== Provided information

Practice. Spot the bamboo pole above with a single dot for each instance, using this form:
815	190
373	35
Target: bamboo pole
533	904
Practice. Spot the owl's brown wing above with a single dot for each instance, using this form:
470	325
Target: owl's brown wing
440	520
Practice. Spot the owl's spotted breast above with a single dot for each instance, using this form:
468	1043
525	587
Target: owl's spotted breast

====
== Provided information

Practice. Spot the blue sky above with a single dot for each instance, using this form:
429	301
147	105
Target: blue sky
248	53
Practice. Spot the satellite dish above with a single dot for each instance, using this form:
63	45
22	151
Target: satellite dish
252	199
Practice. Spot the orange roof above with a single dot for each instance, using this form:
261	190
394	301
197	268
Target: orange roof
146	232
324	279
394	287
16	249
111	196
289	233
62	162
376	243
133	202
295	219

====

## [Set problem]
Rewrite the records from the line containing "Practice. Spot the owl's brown" through the line containing "Target: owl's spotted breast", inclusive, substituting "lone point" for "single dot" and leaving everything else unchanged. Give only those lines.

## [Answer for this exercise]
Practice. Spot the owl's brown wing above with a lone point for each instance, using this form:
470	325
Target: owl's brown wing
440	520
Practice. Spot the owl's spotted breast above with a lone point for each instance, using this form:
468	1043
525	587
Target: owl's spotted breast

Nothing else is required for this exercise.